━━ QUOTED TEXT ━━

MJ: Can you give an example of how the ‘old’ FCPA strategy in action, and how it may have come up short?
CS: We’ve been very active and successful in this area already. There are some things the unit will allow us to do that will improve upon how we approach these complex cases, which are difficult to detect. Corruption itself is something that can have serious negative impacts here and abroad: the lack of a level playing field, the extortion of prices. I don’t like to characterize our work in terms of shortcomings, but rather, in terms of building upon what we’ve done in the past, and being quicker and smarter.
One basic principle: the people doing these cases will be focusing exclusively on them. They will really learn this area of the law, the mechanisms used to pay and conceal bribes, the problems and industries around world. Every time get we smarter on that, we are able to identify the next investigation that much quicker. There are lots of hurdles in conducting international investigations. Once you’ve done that once you’ll be able to do it much faster next time.

━━━
━━ EXTRACTED DATA ━━

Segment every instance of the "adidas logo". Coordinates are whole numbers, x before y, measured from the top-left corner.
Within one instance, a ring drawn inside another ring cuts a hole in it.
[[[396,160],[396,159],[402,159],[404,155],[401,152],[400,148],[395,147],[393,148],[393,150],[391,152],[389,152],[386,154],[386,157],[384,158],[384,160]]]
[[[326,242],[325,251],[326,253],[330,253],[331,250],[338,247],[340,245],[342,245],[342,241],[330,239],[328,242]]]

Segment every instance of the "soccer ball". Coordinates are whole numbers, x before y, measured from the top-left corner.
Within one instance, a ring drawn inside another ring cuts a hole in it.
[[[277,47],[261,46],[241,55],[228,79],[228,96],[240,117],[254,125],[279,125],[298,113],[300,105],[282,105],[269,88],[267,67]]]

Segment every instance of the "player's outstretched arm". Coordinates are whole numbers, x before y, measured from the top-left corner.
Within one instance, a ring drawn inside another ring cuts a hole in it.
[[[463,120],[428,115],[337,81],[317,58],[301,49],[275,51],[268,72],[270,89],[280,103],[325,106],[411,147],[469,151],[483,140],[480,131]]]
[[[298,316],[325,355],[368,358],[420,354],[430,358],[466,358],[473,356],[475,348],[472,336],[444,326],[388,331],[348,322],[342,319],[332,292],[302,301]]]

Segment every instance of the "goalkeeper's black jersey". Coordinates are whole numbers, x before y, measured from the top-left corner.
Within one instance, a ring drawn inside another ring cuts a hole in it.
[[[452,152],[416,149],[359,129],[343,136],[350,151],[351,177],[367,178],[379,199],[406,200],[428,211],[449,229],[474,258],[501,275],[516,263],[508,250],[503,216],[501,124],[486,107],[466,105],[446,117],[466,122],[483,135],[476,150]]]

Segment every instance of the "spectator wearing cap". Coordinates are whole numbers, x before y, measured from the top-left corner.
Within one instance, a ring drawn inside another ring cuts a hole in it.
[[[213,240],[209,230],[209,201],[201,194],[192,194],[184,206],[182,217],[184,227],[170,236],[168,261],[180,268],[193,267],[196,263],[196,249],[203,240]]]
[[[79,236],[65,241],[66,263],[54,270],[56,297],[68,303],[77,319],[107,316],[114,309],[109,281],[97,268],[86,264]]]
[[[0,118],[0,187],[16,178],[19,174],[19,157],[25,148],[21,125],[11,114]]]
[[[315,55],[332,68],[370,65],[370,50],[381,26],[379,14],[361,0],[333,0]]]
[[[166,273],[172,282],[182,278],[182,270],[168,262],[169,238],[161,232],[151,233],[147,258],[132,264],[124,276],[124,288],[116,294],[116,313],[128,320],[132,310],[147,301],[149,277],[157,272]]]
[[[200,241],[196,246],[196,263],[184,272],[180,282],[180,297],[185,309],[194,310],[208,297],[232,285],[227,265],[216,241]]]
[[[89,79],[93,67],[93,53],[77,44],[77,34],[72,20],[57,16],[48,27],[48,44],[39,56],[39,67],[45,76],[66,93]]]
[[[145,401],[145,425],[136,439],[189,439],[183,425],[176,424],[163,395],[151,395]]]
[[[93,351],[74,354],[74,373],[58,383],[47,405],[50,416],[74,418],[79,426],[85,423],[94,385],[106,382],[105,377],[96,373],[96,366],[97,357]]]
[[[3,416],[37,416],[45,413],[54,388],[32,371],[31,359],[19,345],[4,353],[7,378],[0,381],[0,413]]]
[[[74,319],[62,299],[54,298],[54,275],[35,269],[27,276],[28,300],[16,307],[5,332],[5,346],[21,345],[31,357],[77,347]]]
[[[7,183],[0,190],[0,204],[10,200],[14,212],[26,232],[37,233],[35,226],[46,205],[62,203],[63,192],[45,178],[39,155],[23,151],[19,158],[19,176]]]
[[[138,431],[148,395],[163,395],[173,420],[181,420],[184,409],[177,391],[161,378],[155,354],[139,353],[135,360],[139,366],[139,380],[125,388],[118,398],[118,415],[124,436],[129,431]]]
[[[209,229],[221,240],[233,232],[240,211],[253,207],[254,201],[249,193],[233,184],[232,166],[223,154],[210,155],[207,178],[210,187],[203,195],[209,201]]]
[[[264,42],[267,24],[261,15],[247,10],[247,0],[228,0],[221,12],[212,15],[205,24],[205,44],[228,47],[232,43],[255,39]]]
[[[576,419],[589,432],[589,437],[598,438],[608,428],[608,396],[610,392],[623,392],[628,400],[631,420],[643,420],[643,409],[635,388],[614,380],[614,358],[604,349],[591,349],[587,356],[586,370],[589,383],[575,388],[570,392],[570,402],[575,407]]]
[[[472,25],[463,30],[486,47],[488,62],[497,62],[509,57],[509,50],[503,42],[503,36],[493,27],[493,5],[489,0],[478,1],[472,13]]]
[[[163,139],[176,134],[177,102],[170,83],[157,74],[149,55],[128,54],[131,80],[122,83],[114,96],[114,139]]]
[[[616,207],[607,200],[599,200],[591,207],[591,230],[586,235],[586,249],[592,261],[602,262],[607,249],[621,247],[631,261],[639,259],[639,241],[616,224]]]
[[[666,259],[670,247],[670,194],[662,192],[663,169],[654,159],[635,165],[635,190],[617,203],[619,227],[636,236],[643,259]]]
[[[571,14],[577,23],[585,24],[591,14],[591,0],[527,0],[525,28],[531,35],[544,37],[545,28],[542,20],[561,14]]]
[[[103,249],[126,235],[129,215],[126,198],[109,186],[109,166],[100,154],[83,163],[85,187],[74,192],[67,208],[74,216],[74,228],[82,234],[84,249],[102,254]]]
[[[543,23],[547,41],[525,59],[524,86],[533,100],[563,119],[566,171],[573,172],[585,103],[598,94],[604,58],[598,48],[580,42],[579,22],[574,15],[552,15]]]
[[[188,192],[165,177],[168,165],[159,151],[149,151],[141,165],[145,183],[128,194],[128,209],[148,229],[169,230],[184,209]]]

━━━

**SET TASKS**
a: Translate this sentence from the interview into Spanish: "There are lots of hurdles in conducting international investigations."
b: Reproduce the interview word for word from "MJ: Can you" to "quicker and smarter.".

**WORKED SOLUTIONS**
a: Hay muchos obstáculos para llevar a cabo investigaciones internacionales.

b:
MJ: Can you give an example of how the ‘old’ FCPA strategy in action, and how it may have come up short?
CS: We’ve been very active and successful in this area already. There are some things the unit will allow us to do that will improve upon how we approach these complex cases, which are difficult to detect. Corruption itself is something that can have serious negative impacts here and abroad: the lack of a level playing field, the extortion of prices. I don’t like to characterize our work in terms of shortcomings, but rather, in terms of building upon what we’ve done in the past, and being quicker and smarter.